◆ WORK INSTRUCTIONS
Lines from the line with "Query: granite countertop" to the line with "Query: cabinet drawer" in the entries below, and only those, must be output exactly, with both ends included.

◆ GIVEN ENTRIES
--- START ---

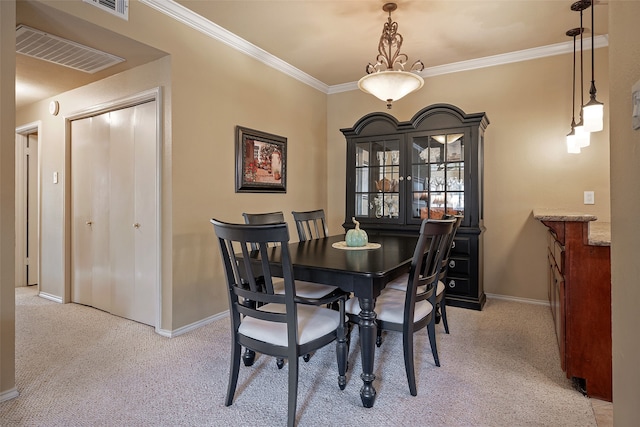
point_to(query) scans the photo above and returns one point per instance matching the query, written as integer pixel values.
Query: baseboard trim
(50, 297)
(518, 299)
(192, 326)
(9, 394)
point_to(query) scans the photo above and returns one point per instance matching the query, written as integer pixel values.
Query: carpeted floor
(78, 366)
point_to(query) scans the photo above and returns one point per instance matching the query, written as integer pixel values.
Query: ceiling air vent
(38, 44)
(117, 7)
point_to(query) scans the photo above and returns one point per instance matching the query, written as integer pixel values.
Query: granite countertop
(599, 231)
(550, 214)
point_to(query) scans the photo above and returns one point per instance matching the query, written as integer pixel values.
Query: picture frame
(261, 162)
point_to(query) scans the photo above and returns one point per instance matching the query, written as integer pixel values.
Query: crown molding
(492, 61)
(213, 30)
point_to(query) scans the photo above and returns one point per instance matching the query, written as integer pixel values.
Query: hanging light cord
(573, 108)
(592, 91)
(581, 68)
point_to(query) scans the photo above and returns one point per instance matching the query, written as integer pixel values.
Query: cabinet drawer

--- END ---
--- START ---

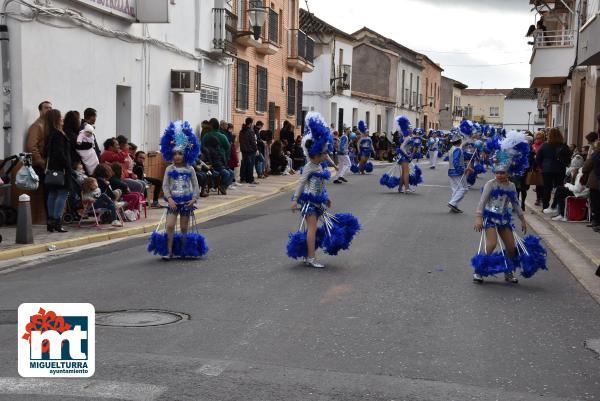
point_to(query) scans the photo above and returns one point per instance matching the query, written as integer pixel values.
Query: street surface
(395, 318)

--- END ---

◆ SOLUTION FOR THIS EXERCISE
Query: granite countertop
(599, 231)
(550, 214)
point_to(query) scans the photo above and returns one point per instance matching the query, written as integer pixel values.
Query: picture frame
(261, 162)
point_to(query) scans the photo above and returns one point per instance matching the query, written as integer pixel values.
Query: crown molding
(492, 61)
(213, 30)
point_to(query) scans the photo above and returns one point per instance matching the query, written as integer pixel values.
Query: hanging light cord
(573, 108)
(592, 91)
(581, 68)
point_to(query) scans the photo above and returns one point per instance matching the query, written as integer pixel values.
Query: cabinet drawer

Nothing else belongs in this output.